(Records contained in a dataset)
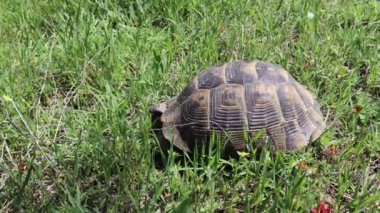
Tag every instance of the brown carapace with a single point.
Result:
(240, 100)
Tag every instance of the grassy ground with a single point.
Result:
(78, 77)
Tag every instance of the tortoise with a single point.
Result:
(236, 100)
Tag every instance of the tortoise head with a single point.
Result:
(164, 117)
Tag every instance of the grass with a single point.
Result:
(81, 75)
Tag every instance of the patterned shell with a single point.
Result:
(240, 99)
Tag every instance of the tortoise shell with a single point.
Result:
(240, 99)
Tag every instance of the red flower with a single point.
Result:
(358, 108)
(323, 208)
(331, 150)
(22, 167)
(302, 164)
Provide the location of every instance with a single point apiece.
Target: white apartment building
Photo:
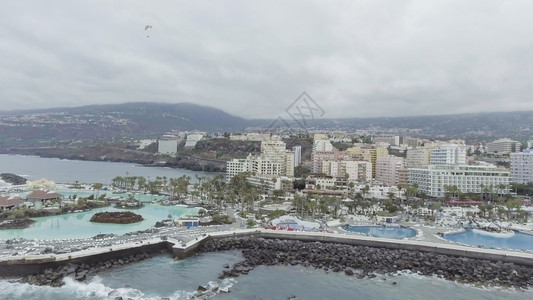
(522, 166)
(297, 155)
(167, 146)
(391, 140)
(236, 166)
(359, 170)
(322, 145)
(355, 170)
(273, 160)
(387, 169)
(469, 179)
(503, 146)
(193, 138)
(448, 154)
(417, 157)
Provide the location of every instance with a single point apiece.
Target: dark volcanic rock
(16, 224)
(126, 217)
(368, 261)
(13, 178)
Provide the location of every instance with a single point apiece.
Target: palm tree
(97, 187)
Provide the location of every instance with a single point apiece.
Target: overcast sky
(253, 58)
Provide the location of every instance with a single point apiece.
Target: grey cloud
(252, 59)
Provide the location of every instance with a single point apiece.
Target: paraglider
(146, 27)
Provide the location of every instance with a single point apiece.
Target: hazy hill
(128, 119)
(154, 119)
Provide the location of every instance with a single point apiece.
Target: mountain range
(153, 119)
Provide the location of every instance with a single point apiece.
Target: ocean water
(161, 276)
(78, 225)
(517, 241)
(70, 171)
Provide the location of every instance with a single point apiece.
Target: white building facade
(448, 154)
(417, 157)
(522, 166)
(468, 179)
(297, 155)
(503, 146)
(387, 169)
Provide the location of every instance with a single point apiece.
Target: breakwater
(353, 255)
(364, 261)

**Task instructions**
Print, exactly and without pictures, the lines from the one holding "Tag every instance of the red" through the last line of the entries above, both included.

**Answer for this exercise**
Tag every instance of the red flower with a single point.
Result:
(358, 108)
(323, 208)
(331, 150)
(22, 167)
(302, 164)
Provide the location of every instance with a single point apiece.
Target: white apartment building
Photo:
(522, 166)
(297, 155)
(167, 146)
(391, 140)
(236, 166)
(359, 170)
(322, 145)
(355, 170)
(273, 160)
(387, 169)
(469, 179)
(503, 146)
(193, 138)
(448, 154)
(417, 157)
Provide the location of every instance with a single point apiece.
Target: dark volcanic rock
(16, 224)
(126, 217)
(368, 261)
(13, 178)
Provide the location of every instance with a single point apiece.
Target: palm tree
(97, 187)
Provide the location of every instance with a single point apiece.
Target: overcast sky
(253, 58)
Provide the location of every instance with a single point apiece.
Target: grey cloud
(252, 59)
Provide the location of every instance with a single point apiece.
Target: paraglider
(146, 27)
Provide the location of every instance with a single point apiece.
Target: hazy hill
(128, 119)
(154, 119)
Provide the location of every instance with a single point apiece.
Target: mountain range
(153, 119)
Provide the location of every instance with a single point apiece.
Target: ocean water
(161, 276)
(78, 225)
(517, 241)
(70, 171)
Provide the location of every instance with a single point apiece.
Target: white building facade
(448, 154)
(417, 157)
(522, 166)
(468, 179)
(297, 155)
(503, 146)
(387, 169)
Provide the location of every instance with a single point apiece.
Target: breakwater
(353, 255)
(364, 261)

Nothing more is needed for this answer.